▶ [About this task] Once you have checked each line below for the word "Object", give the number of lines that have it and nothing further.

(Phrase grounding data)
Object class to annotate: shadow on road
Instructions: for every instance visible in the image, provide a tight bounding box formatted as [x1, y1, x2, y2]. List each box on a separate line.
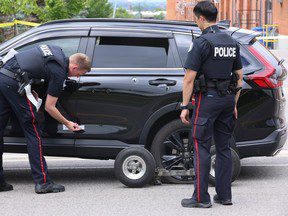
[4, 165, 288, 186]
[4, 168, 117, 184]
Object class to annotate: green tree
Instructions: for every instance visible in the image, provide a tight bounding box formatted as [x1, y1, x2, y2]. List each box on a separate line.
[115, 7, 133, 19]
[85, 0, 113, 18]
[154, 12, 165, 20]
[154, 7, 164, 12]
[36, 0, 85, 22]
[0, 0, 38, 19]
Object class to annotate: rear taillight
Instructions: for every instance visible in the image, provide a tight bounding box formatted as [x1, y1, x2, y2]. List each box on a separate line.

▶ [Task result] 3